> _Work required_
Reproduce the material that follows line for line, changing nothing.

> _Task inputs_
====================

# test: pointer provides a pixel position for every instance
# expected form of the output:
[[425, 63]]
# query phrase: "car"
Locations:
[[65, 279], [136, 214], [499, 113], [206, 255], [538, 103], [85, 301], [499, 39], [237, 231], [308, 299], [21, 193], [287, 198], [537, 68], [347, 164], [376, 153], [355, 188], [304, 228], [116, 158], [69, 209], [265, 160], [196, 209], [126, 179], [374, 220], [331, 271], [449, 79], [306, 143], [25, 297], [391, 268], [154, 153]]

====================

> _Reply to the task_
# test: pointer provides a pixel position for every instance
# expected form of the output:
[[425, 63]]
# query phrase: "car"
Locations:
[[65, 279], [136, 214], [499, 113], [206, 255], [538, 103], [85, 301], [499, 39], [237, 231], [308, 299], [21, 193], [287, 198], [537, 68], [347, 164], [376, 153], [355, 188], [304, 228], [116, 158], [69, 209], [265, 160], [196, 209], [126, 179], [374, 220], [331, 271], [449, 79], [306, 143], [25, 297], [391, 268], [154, 153]]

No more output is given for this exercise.